- **WHAT TO WORK ON**
Can you set out the lines of the rows as a numbered list, starting at the first line and ending at the line that contains "top-left (929, 691), bottom-right (1042, 703)", with blank lines left out?

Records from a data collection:
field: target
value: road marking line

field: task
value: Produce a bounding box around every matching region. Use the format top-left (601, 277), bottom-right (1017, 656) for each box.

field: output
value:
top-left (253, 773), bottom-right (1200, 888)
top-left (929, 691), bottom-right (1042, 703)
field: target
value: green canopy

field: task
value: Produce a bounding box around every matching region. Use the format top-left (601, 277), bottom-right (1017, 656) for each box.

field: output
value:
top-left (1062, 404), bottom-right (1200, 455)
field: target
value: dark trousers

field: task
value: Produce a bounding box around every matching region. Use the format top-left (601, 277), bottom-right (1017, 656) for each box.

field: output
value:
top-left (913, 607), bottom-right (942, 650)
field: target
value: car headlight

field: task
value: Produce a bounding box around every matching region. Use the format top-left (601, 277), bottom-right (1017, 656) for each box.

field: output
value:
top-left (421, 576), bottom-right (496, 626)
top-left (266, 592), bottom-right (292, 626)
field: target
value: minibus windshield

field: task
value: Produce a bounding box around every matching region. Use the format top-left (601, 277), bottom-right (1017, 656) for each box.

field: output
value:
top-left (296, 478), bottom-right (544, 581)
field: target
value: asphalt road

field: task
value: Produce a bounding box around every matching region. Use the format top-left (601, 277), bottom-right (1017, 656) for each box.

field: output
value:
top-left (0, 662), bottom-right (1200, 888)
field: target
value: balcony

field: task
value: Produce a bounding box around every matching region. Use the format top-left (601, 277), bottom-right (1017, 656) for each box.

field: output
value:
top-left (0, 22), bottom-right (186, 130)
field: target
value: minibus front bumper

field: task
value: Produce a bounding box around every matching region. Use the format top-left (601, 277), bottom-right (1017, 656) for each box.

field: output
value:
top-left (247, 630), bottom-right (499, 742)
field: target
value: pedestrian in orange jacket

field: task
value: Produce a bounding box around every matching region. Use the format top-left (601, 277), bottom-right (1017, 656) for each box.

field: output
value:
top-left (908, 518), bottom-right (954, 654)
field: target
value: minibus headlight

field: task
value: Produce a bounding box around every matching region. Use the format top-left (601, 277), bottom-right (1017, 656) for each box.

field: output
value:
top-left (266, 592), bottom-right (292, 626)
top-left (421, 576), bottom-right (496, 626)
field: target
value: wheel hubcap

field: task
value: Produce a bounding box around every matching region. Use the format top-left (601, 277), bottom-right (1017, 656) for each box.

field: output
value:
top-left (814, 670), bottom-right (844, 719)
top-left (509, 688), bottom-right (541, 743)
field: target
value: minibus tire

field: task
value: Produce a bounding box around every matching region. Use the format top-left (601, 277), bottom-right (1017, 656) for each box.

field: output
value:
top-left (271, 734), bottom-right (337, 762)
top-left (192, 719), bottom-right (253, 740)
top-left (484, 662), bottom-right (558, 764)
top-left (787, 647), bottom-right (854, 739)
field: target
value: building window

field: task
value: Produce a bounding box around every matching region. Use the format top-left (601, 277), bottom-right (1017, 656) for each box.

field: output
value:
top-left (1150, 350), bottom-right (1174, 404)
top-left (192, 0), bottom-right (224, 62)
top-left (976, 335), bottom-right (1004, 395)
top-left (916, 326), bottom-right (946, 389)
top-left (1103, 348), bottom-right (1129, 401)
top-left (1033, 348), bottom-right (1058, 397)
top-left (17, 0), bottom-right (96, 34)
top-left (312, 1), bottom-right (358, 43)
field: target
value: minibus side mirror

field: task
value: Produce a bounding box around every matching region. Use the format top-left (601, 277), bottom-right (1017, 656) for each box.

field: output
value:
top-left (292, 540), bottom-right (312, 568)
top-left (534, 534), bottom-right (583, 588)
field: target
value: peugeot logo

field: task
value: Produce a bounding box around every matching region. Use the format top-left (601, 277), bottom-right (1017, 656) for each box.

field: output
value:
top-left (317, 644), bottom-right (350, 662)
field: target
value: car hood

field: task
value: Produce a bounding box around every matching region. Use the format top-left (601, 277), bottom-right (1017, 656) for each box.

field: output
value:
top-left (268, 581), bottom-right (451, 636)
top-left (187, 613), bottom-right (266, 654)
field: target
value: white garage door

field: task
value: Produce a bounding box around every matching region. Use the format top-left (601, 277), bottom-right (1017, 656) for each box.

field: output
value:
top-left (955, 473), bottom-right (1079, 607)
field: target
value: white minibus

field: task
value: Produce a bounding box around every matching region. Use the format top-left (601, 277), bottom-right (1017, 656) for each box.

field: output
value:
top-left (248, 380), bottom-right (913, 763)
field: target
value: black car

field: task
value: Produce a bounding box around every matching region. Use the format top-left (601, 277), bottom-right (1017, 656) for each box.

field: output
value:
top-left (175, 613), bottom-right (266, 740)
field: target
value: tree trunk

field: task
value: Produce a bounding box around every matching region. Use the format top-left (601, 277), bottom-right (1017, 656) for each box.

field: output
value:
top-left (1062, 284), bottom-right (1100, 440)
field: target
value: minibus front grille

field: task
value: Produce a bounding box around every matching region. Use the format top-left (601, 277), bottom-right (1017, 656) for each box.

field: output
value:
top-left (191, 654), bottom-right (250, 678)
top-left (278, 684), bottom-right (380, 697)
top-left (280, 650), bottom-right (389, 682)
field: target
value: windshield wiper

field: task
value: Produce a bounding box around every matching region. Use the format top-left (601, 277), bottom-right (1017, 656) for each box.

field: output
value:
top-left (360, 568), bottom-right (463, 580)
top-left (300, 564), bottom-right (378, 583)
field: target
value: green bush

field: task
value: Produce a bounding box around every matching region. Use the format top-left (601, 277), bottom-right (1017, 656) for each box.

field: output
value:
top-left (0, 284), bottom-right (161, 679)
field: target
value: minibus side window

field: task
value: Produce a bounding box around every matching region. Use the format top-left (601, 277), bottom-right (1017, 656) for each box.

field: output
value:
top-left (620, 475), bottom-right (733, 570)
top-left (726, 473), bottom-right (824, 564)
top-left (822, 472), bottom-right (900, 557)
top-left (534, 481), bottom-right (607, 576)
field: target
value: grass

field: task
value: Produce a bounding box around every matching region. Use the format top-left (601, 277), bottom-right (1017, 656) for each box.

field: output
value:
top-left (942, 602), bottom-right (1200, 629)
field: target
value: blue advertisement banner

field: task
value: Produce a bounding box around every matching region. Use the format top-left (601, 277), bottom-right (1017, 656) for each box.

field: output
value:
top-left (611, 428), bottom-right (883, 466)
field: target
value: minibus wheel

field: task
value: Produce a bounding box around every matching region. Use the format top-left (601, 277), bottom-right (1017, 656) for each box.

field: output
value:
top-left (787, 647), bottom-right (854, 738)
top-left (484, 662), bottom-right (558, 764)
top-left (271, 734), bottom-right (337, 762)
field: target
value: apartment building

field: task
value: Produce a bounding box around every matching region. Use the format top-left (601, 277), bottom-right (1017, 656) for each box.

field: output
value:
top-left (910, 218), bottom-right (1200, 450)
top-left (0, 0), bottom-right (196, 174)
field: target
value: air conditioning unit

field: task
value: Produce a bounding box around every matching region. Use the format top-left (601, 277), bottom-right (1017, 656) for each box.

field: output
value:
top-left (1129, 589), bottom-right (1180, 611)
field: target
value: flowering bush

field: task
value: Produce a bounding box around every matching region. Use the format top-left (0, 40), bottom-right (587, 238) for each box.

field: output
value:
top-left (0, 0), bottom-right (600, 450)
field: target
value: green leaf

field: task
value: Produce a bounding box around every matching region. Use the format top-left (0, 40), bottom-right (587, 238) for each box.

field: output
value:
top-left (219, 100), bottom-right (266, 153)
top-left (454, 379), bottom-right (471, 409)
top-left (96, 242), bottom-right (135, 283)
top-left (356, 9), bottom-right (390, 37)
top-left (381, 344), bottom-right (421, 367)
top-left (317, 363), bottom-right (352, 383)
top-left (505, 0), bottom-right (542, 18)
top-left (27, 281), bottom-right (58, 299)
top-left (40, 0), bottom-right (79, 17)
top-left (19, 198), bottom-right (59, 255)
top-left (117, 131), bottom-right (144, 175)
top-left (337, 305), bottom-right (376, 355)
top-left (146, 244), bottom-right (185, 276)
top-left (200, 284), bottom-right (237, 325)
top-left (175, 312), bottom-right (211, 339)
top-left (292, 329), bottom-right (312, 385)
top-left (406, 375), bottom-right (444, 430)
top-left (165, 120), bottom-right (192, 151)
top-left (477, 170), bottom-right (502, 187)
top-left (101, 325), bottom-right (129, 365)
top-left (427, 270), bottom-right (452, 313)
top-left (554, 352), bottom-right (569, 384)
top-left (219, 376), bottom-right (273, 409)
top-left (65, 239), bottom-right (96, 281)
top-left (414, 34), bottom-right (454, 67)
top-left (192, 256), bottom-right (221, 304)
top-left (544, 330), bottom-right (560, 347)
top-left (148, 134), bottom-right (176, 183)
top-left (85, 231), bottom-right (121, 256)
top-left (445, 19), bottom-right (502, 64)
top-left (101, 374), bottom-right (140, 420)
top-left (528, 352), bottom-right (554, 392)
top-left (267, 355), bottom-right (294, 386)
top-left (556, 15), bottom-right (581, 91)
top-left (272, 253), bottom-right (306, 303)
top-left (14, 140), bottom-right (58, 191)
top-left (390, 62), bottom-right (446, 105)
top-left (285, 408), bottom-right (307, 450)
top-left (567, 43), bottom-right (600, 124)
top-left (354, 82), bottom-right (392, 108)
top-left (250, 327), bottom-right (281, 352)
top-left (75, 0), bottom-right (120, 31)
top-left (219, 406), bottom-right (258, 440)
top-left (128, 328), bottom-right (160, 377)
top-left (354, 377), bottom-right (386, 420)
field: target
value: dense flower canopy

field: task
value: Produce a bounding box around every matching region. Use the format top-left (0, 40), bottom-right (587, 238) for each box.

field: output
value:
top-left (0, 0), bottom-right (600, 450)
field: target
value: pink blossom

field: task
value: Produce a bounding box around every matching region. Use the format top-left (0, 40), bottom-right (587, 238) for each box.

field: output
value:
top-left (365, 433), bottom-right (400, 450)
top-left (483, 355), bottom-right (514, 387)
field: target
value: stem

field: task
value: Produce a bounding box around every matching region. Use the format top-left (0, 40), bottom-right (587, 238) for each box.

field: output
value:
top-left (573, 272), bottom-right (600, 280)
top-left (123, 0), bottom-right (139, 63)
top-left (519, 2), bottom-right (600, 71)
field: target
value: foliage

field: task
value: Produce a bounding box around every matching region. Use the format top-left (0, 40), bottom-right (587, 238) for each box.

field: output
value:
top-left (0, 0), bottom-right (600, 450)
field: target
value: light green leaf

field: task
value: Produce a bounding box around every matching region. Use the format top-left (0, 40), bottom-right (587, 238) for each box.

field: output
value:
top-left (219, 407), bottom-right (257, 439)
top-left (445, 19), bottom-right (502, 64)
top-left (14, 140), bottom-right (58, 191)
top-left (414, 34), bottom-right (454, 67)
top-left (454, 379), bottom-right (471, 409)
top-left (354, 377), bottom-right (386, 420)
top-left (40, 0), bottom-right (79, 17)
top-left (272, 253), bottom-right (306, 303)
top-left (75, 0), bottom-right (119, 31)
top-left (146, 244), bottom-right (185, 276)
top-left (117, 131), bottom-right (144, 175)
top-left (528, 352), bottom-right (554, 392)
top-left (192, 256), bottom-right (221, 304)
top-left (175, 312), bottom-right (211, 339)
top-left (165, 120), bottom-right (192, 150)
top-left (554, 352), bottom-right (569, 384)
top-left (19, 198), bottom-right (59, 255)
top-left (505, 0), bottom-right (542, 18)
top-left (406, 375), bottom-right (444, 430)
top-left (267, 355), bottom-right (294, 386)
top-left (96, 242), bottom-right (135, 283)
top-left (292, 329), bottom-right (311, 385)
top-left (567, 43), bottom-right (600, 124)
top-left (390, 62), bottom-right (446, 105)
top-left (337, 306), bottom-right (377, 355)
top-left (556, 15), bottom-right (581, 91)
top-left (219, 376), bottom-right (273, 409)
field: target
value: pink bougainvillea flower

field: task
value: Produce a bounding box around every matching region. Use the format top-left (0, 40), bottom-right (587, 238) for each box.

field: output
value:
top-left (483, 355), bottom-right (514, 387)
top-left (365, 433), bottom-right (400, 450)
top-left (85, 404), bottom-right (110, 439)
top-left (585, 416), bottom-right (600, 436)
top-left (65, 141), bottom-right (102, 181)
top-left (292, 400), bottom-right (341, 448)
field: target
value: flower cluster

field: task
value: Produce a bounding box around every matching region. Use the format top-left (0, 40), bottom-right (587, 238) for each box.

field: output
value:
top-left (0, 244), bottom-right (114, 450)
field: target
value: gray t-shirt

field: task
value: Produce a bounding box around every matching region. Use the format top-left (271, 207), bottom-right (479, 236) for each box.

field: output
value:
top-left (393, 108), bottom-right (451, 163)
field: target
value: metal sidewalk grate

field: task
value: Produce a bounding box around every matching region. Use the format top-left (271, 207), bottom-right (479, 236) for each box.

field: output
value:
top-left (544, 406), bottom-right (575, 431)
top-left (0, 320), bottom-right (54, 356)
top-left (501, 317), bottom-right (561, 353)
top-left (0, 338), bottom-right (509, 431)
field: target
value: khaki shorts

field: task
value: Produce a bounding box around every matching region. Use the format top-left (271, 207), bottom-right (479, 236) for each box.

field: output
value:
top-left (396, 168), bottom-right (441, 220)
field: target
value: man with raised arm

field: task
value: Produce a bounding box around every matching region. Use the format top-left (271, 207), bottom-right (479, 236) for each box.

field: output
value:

- **CORRECT OUTPUT**
1. field: target
2. value: road marking line
3. field: task
4. value: Produce a bounding box around every matching region. Use the format top-left (601, 277), bottom-right (1017, 656) for each box.
5. field: output
6. value:
7. top-left (253, 773), bottom-right (1200, 888)
8. top-left (929, 691), bottom-right (1042, 703)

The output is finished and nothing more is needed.